▶ **Document section**
————————

Franchise plus small business equals the Small Business Franchise Act

The first legislative act I want to write about will be the Small Business Franchise Act (the SBFA). I’ve read its statements and decided to range them according to their importance (as I think) for small business in general and franchise business particularly.
 
That Small Business Franchise Act was signed in 1999 after it raised heated debate. The proponents believed that the Act was necessary to protect the rights of small franchisees and to create favorable conditions for their development. But opponents insisted that this bill is only a waste of time and tax money as there was the good franchise legislation on the one hand, and the good small business legislation accompanied by different government supporting programs. Anyway the bill passed and I’m going to say some words about its content.
 
The first (not by the order but by its importance according to my opinion) statement of the Act protects the franchisee against unlawful transfer of the business. I think this to be very important because in the most cases franchisee is very dependent on the franchisor’s behavior according to their agreement. I’m not against this dependence but in the case when franchisor decides to sell his business, or to merger the new owner can easily forget about the rights and problems of franchisee (especially if we are speaking about a small business). So the SBFA guaranties that franchisees would be given at least 30 day’s notice of the franchisor’s transfer of ownership to another entity. I want to draw attention to the number of days. To my mind it’s very good that the bill not only makes franchisor to provide the information but also establishes the period of time. It would help franchisee to prove that his rights were violated.

————————

▶ **Data provided**
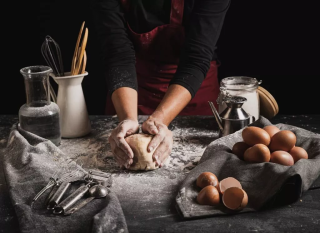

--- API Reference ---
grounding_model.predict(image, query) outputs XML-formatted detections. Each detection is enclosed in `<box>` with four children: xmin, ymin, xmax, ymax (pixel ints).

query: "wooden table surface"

————————

▶ **What to work on**
(a) According to the Small Business Franchise Act article, how many days' notice must franchisees receive before a franchisor transfers ownership to another entity?
(b) Write out the Small Business Franchise Act article from "Franchise plus small" up to and including "franchise business particularly.", switching each "SBFA" to "Act".

▶ **Responses**
(a) At least 30 days' notice.

(b)
Franchise plus small business equals the Small Business Franchise Act

The first legislative act I want to write about will be the Small Business Franchise Act (the Act). I’ve read its statements and decided to range them according to their importance (as I think) for small business in general and franchise business particularly.